Selected text
————

Sunday, December 29, 2013

Mt. Sterling Fire Tower and Baxter Creek Trail

I am a junkie.  I admit it; I take personal responsibility for it; I acknowledge it to all who ask or will listen; I'm not ashamed of it!  I am an elevation junkie, pure and simple!  And I love winter hiking because it feeds that addiction with every step of a trail that leads to peaks or balds.  This is a wonderful time of year to explore the Great Smoky Mountains National Park in all its grandeur because not only do you have spectacular views at the destination, you get them in snippets all along the way.

The view from Mt. Sterling Trail early in the morning
On days like yesterday when the temperatures are moderate and there is minimal snow on the ground to make hiking treacherous, one of my favorite things to do is get high! I mean that in every sense of the word.  Making my way into the upper elevations fills me with an excitement and joy that I know comes from the Lord.  How can one hike in this place and not sense His majesty and power?  Others may be able to, but I cannot.

Mt. Sterling Trail is a 2.7 mile hike with an elevation gain of about 2000 feet.  Temps were in the upper 20s when we began the hike, but within the first half mile or so, we were shedding layers.  By then I was hiking in only my cuddleduds long underwear shirt and a short-sleeved active wear top.  My fleece lightweight hoodie and my favorite Mountain Hardwear soft-shelled jacket were tucked inside my pack and strapped on the outside, respectively.  We were sweating with the elevation change, that's for sure!

One good thing about taking pictures as you hike is that is gives you a good excuse to stop on these intense climbs and catch your breath without having to own up to needing to stop to give you heart time to get out of your ears and back down into your chest.  That was the case on this hike, but there were always great views to stop and try to capture in the camera.

————

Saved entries

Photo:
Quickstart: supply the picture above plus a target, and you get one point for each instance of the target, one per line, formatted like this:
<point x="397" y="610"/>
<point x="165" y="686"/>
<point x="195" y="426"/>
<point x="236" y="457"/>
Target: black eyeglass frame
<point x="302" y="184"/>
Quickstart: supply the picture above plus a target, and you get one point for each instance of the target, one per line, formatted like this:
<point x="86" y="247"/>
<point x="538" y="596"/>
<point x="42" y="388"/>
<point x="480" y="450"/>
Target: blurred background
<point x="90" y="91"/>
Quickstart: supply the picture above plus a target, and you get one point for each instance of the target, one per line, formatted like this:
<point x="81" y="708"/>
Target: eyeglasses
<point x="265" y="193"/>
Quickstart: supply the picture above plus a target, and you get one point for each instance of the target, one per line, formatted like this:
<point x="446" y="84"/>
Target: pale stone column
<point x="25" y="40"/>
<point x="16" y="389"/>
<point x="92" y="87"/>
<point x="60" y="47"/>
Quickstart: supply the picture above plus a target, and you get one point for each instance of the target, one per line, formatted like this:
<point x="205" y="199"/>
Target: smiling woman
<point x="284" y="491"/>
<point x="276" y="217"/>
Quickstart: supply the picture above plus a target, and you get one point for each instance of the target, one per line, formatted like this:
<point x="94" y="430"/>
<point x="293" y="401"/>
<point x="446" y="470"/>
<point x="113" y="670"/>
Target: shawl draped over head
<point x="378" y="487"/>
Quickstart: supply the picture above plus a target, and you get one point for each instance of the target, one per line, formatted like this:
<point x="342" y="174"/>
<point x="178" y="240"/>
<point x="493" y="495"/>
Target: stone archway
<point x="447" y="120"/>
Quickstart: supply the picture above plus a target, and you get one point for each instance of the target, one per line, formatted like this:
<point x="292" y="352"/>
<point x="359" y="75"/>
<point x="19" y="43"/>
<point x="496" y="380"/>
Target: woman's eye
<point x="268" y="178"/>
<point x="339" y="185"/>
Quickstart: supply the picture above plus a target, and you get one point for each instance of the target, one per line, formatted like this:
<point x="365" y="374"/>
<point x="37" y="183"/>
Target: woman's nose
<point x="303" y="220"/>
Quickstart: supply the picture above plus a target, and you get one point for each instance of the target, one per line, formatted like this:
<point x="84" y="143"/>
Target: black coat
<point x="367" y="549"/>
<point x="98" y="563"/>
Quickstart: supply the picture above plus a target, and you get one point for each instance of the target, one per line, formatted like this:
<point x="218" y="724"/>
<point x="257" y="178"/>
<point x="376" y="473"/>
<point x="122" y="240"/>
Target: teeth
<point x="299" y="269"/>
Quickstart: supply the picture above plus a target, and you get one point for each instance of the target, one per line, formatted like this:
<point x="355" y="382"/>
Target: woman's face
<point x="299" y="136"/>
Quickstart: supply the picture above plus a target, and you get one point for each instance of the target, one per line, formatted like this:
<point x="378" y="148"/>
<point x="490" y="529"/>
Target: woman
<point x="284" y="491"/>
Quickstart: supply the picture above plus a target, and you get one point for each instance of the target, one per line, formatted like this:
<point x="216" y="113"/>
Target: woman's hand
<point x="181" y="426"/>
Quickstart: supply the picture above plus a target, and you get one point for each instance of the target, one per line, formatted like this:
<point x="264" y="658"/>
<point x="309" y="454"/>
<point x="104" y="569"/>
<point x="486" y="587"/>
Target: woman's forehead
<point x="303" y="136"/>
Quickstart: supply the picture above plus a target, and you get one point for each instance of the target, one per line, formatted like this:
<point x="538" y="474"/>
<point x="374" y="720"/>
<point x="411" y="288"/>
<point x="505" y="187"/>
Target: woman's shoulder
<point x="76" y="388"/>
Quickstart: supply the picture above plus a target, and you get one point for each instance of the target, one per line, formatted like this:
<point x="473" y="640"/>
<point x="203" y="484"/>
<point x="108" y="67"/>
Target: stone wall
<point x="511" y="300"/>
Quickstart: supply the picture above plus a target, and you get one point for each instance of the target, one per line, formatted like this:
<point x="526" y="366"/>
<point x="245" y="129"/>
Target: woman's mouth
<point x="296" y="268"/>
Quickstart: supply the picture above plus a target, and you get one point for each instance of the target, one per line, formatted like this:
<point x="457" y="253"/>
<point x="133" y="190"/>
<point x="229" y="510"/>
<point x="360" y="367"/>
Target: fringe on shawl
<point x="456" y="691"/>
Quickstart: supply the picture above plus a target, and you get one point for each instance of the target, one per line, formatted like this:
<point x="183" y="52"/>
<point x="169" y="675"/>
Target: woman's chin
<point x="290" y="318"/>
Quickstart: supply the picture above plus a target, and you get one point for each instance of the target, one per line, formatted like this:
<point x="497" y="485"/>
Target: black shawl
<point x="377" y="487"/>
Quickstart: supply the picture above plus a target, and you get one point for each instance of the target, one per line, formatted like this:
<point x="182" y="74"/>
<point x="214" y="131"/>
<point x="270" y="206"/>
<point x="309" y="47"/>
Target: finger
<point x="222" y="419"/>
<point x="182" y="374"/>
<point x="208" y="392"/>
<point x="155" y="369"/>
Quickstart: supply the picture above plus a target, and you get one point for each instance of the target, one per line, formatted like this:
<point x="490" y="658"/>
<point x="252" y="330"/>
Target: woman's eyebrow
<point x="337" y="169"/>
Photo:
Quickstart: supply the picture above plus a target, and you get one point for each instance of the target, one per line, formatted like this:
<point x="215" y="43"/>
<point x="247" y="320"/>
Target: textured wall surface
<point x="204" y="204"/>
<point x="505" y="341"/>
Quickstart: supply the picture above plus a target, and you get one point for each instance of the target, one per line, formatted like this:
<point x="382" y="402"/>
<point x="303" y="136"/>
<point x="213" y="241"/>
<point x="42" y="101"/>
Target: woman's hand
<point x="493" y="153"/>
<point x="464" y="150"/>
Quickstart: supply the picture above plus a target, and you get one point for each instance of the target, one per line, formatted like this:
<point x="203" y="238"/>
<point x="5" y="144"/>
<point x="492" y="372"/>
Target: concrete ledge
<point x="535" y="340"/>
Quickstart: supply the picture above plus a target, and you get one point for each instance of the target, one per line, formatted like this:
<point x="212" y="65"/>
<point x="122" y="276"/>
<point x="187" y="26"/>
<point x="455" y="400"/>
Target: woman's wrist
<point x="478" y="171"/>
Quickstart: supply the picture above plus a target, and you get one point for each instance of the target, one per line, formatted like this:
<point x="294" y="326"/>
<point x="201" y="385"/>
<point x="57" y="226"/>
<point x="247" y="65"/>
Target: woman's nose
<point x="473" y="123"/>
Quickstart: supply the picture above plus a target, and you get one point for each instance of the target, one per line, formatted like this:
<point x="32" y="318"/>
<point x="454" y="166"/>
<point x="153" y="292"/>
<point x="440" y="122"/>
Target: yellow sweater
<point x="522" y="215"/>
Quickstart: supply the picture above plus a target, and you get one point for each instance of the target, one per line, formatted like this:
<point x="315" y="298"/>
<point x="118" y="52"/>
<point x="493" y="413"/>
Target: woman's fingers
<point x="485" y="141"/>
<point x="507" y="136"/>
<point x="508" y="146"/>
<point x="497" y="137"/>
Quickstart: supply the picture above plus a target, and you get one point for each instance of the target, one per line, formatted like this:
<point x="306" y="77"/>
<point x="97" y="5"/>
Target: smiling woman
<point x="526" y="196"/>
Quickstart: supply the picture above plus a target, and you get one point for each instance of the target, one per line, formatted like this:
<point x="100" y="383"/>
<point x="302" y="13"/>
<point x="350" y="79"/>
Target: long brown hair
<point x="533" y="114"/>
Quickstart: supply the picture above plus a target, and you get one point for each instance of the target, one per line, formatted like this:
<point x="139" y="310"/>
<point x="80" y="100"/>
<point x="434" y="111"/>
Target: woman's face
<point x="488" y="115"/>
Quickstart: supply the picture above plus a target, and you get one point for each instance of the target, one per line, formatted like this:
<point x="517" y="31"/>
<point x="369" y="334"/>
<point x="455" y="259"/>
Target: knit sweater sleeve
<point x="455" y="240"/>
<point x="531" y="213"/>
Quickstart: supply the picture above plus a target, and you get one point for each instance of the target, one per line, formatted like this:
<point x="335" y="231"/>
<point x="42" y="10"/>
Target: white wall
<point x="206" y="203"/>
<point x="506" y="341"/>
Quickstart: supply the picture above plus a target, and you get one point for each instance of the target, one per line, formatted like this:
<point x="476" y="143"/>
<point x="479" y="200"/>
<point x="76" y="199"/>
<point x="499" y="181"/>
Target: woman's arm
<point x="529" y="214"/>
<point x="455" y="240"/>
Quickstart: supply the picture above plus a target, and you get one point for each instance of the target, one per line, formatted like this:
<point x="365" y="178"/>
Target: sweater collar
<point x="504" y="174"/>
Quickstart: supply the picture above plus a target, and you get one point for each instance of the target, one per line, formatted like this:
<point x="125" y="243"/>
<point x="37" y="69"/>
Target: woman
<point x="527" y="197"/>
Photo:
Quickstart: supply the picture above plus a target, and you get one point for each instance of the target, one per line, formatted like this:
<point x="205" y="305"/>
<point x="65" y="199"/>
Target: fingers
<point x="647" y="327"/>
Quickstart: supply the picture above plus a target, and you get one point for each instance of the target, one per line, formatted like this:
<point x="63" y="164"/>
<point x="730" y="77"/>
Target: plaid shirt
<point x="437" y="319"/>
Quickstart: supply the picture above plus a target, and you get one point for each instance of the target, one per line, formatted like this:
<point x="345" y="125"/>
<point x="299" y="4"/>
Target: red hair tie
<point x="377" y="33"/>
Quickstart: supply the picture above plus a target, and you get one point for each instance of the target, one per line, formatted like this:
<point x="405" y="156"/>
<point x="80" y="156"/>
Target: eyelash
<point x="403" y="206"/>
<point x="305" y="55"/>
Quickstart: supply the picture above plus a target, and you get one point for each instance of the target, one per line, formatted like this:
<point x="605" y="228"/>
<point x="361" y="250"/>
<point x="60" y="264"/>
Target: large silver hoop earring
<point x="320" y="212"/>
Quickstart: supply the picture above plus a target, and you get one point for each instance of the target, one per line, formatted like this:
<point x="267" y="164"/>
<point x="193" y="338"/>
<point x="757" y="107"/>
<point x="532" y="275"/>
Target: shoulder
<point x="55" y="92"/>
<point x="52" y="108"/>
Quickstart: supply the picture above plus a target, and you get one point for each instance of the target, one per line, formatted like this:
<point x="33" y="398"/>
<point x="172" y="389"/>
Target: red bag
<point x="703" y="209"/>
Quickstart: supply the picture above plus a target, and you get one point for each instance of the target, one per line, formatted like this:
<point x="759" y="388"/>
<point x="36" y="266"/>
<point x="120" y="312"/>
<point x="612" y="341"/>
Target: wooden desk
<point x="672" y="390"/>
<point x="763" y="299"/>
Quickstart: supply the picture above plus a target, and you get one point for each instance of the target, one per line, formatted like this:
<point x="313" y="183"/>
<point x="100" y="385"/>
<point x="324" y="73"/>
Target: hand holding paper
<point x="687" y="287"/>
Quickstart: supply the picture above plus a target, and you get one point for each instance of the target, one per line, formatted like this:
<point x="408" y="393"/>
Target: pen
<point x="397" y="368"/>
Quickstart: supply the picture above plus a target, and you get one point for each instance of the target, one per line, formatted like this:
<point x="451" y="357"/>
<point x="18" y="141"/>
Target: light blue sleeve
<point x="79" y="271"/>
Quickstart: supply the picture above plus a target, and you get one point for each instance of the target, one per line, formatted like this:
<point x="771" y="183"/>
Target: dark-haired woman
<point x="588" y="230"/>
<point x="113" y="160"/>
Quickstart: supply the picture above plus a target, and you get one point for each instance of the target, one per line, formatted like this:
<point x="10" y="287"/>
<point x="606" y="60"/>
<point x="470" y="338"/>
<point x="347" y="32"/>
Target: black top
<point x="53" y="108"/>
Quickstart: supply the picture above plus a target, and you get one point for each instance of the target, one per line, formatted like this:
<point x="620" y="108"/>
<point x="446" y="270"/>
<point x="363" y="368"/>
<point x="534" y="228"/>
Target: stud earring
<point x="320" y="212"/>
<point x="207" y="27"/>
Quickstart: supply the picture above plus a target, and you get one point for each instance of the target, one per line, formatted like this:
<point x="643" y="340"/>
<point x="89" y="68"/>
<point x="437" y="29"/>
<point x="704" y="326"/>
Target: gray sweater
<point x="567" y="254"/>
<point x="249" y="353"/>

————

Short task A
In the Mt. Sterling hiking post, how long is Mt. Sterling Trail?
Short task B
Print everything in the Mt. Sterling hiking post from "I am a junkie." down to "along the way.".
These records come from a different source than the text.

Result A
Mt. Sterling Trail is 2.7 miles long.

Result B
I am a junkie.  I admit it; I take personal responsibility for it; I acknowledge it to all who ask or will listen; I'm not ashamed of it!  I am an elevation junkie, pure and simple!  And I love winter hiking because it feeds that addiction with every step of a trail that leads to peaks or balds.  This is a wonderful time of year to explore the Great Smoky Mountains National Park in all its grandeur because not only do you have spectacular views at the destination, you get them in snippets all along the way.